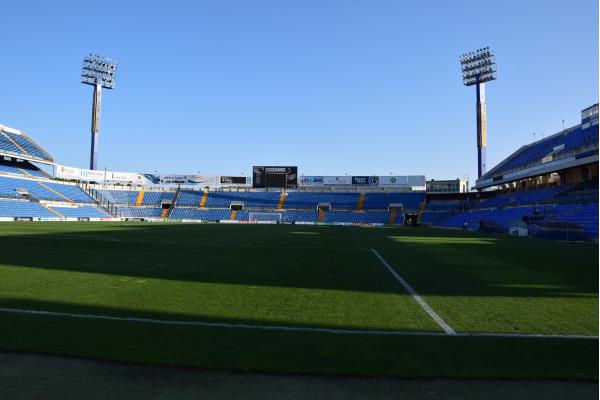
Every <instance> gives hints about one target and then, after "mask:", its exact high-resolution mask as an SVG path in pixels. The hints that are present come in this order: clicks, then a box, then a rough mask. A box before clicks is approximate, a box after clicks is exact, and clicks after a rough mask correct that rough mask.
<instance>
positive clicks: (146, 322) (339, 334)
mask: <svg viewBox="0 0 600 400" xmlns="http://www.w3.org/2000/svg"><path fill="white" fill-rule="evenodd" d="M0 312H5V313H13V314H28V315H42V316H46V317H68V318H81V319H93V320H101V321H122V322H137V323H146V324H157V325H174V326H193V327H201V328H230V329H253V330H263V331H287V332H310V333H329V334H339V335H377V336H434V337H501V338H525V339H527V338H533V339H586V340H598V336H586V335H555V334H547V335H546V334H539V333H486V332H474V333H455V334H454V335H448V334H447V333H442V332H422V331H383V330H376V329H343V328H318V327H311V326H287V325H260V324H236V323H227V322H202V321H177V320H164V319H152V318H141V317H115V316H110V315H95V314H79V313H69V312H58V311H43V310H25V309H20V308H7V307H0Z"/></svg>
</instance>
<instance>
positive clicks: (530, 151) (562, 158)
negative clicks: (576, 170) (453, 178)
mask: <svg viewBox="0 0 600 400" xmlns="http://www.w3.org/2000/svg"><path fill="white" fill-rule="evenodd" d="M597 161H598V119H597V118H596V119H595V120H594V121H593V122H587V123H584V124H581V125H577V126H574V127H571V128H568V129H565V130H564V131H561V132H558V133H556V134H554V135H552V136H549V137H547V138H545V139H542V140H539V141H536V142H534V143H531V144H527V145H524V146H522V147H520V148H519V149H518V150H517V151H515V152H514V153H513V154H511V155H510V156H508V157H507V158H506V159H504V160H503V161H502V162H500V163H499V164H498V165H497V166H495V167H494V168H492V169H491V170H490V171H488V172H487V173H486V174H485V175H483V176H482V177H481V178H480V179H478V180H477V184H476V188H477V189H483V188H486V187H490V186H495V185H499V184H503V183H508V182H513V181H516V180H519V179H524V178H529V177H533V176H538V175H542V174H548V173H551V172H556V171H559V170H563V169H566V168H571V167H575V166H578V165H585V164H589V163H590V162H597Z"/></svg>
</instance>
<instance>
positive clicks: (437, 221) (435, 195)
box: [0, 104, 598, 239]
mask: <svg viewBox="0 0 600 400" xmlns="http://www.w3.org/2000/svg"><path fill="white" fill-rule="evenodd" d="M0 128H1V131H0V155H1V156H2V159H1V160H0V198H1V199H2V214H1V215H0V217H1V218H4V219H7V218H18V219H33V220H80V219H86V220H87V219H90V220H105V219H128V220H130V219H134V220H173V221H217V222H219V221H220V222H239V223H250V222H261V223H323V224H341V225H345V224H361V225H363V224H364V225H385V224H389V225H403V224H405V223H410V222H412V221H413V216H416V215H418V221H419V223H420V224H422V225H428V226H438V227H443V228H455V229H458V228H461V229H465V228H466V229H470V230H481V231H486V232H510V231H512V230H514V229H515V228H519V227H520V228H522V229H526V230H527V232H528V233H529V234H530V235H537V236H542V235H548V234H549V232H550V231H552V237H559V238H561V237H564V238H571V239H572V238H587V239H597V238H598V215H597V213H596V212H595V210H596V211H597V205H598V188H597V185H598V105H597V104H596V105H594V106H592V107H589V108H587V109H585V110H583V111H582V122H581V124H579V125H577V126H574V127H571V128H568V129H565V130H563V131H561V132H558V133H556V134H554V135H552V136H550V137H547V138H545V139H544V140H540V141H537V142H535V143H532V144H528V145H525V146H522V147H521V148H519V149H518V150H517V151H515V152H514V153H513V154H511V155H510V156H508V157H507V158H506V159H505V160H504V161H502V162H500V163H499V164H498V165H497V166H496V167H494V168H493V169H491V170H490V171H489V172H488V173H486V174H485V175H483V176H482V177H481V178H480V179H479V180H477V183H476V188H477V189H478V191H477V192H467V193H458V194H451V193H434V192H432V193H429V192H428V193H425V191H424V190H422V189H421V187H419V186H417V187H414V188H412V189H411V187H410V186H399V187H397V188H396V189H394V190H389V189H390V188H384V187H374V186H368V185H367V186H354V185H352V184H350V183H348V184H346V185H344V184H341V185H340V184H339V181H345V180H347V179H346V178H349V177H326V178H323V177H303V179H302V180H303V181H304V182H308V183H309V185H308V186H300V187H298V188H297V189H296V190H284V189H280V190H276V189H271V190H265V189H251V188H249V187H247V186H244V185H242V186H240V187H235V186H233V187H227V186H224V187H212V188H209V187H205V188H200V187H196V188H194V187H183V188H181V187H175V186H174V185H164V186H163V185H161V184H160V182H158V183H157V182H154V181H153V182H152V183H151V184H147V185H142V186H139V185H135V188H134V187H133V186H132V185H124V186H123V185H121V186H119V185H113V186H107V185H104V184H101V185H99V184H94V183H93V182H79V181H74V182H63V181H57V180H54V179H52V178H51V177H50V176H49V175H48V174H46V173H45V172H44V171H43V170H41V169H40V168H38V167H37V166H36V165H35V164H34V163H35V162H43V163H52V162H53V158H52V157H51V156H50V155H49V154H48V153H47V152H46V151H45V150H44V149H43V148H41V146H39V145H38V144H37V143H35V142H34V141H33V140H32V139H31V138H30V137H29V136H28V135H26V134H25V133H23V132H21V131H18V130H15V129H12V128H7V127H4V126H0ZM328 178H329V179H328ZM414 178H415V177H406V182H409V181H412V182H413V185H419V183H417V181H418V179H417V180H415V179H414ZM226 181H229V179H226ZM365 181H367V182H368V181H376V180H375V179H372V180H369V179H366V180H365ZM319 182H321V183H322V184H321V185H319V184H318V183H319ZM327 182H330V184H327ZM331 182H335V185H333V186H332V185H331ZM348 182H350V181H349V180H348ZM392 189H393V187H392ZM415 189H416V190H415ZM423 189H424V187H423ZM415 218H416V217H415ZM561 227H562V228H561ZM563 228H564V229H563ZM561 229H562V230H564V231H565V232H567V233H566V234H564V235H562V236H561V234H560V232H561Z"/></svg>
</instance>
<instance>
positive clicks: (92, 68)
mask: <svg viewBox="0 0 600 400" xmlns="http://www.w3.org/2000/svg"><path fill="white" fill-rule="evenodd" d="M116 73H117V63H116V62H115V61H114V60H112V59H110V58H106V57H101V56H98V55H95V54H90V55H89V56H87V57H85V58H84V59H83V67H82V68H81V83H85V84H88V85H100V86H102V87H103V88H106V89H113V88H114V87H115V76H116Z"/></svg>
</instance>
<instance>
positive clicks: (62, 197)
mask: <svg viewBox="0 0 600 400" xmlns="http://www.w3.org/2000/svg"><path fill="white" fill-rule="evenodd" d="M38 185H40V186H41V187H43V188H44V189H48V190H49V191H51V192H52V193H54V194H55V195H57V196H60V197H62V198H63V199H65V200H66V201H68V202H69V203H73V200H71V199H70V198H68V197H67V196H65V195H64V194H62V193H61V192H59V191H58V190H55V189H52V188H51V187H50V186H48V185H45V184H43V183H42V182H38Z"/></svg>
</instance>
******************************
The only reply wanted is the number of lines in the records above containing the word "positive".

→ **TASK SOLUTION**
5